* begin *
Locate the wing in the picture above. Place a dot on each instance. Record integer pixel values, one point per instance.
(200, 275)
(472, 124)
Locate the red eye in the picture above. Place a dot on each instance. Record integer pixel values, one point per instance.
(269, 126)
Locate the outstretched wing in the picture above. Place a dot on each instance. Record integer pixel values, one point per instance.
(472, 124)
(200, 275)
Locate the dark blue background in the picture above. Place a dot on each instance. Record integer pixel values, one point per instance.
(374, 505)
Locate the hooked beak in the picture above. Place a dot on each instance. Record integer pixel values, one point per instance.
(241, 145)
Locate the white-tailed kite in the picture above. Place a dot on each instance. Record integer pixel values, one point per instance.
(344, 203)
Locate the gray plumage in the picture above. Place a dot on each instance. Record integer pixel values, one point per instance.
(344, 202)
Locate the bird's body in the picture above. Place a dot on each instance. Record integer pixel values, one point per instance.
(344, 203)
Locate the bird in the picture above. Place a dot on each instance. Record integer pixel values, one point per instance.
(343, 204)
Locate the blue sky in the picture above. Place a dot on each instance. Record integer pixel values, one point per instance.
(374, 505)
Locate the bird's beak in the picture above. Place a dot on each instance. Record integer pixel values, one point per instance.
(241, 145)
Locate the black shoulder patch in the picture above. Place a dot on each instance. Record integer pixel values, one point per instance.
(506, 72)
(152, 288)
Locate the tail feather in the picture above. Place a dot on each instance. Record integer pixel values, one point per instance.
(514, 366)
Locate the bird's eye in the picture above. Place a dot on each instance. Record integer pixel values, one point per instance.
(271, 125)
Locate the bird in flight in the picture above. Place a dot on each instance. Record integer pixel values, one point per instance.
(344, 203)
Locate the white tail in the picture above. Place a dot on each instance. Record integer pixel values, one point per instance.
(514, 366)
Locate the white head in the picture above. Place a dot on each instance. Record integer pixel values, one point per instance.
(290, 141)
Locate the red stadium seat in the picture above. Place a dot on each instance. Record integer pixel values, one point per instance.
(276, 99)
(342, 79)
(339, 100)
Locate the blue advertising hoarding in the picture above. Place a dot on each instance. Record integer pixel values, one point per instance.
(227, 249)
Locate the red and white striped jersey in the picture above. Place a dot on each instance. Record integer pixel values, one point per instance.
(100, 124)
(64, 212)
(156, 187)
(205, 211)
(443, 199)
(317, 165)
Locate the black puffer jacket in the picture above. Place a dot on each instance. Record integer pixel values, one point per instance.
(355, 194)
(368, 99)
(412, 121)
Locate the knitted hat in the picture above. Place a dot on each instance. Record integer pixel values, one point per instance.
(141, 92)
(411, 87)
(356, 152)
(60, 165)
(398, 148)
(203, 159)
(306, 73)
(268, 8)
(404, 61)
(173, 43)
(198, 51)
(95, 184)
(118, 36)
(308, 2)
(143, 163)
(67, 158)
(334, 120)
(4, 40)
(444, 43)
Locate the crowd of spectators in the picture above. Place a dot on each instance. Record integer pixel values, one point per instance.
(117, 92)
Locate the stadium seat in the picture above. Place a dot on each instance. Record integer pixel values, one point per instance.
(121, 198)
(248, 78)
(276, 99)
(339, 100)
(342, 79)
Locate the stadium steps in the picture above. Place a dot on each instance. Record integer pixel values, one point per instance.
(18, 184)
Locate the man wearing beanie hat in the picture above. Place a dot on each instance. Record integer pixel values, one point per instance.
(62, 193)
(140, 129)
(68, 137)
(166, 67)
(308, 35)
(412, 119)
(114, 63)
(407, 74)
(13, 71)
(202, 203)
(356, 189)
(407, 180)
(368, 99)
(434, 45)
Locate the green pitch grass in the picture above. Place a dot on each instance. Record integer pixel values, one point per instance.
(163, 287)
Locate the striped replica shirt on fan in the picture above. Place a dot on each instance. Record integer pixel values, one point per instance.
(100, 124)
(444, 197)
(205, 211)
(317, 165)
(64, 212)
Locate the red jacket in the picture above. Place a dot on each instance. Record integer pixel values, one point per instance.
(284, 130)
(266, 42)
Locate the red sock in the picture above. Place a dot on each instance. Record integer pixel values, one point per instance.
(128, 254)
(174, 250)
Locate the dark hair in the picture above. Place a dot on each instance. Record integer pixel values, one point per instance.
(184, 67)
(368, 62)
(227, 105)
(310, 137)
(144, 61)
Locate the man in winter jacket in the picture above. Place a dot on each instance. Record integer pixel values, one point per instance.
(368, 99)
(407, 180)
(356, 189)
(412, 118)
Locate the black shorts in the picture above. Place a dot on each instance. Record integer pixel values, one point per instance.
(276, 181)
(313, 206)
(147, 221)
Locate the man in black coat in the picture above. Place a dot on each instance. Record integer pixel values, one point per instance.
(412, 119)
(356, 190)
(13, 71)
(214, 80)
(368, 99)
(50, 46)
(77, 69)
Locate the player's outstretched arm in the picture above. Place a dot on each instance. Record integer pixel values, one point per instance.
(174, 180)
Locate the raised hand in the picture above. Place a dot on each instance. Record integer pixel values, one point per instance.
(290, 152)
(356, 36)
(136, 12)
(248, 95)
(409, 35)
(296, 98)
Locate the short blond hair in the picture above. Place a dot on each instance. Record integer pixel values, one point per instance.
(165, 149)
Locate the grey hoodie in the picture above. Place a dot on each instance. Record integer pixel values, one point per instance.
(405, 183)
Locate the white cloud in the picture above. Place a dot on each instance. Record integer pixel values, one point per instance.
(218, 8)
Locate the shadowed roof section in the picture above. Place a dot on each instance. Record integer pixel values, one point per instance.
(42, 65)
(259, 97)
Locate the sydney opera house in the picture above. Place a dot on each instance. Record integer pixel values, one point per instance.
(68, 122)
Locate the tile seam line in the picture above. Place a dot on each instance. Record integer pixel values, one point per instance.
* end *
Your goal
Rewrite the data starting at the line that contains "Locate the white cloud" and continuing through the end, replacing "Place a dot" with "Put a mark" and leaving everything else as it is.

Solution for this task
Locate the white cloud in the picture above. Put a mark on each instance. Record integer pixel values, one point per instance.
(218, 8)
Locate the shadowed roof section in the picture above. Put a mark on each instance. Record integer pixel values, one point per instance.
(42, 65)
(259, 97)
Locate the sydney opera house in the picture above. Put a mark on each instance. Record integer pixel values, one point per instance.
(68, 122)
Locate the tile seam line in the picture above. Put a mark on each instance. Record integer pixel values, one point per instance.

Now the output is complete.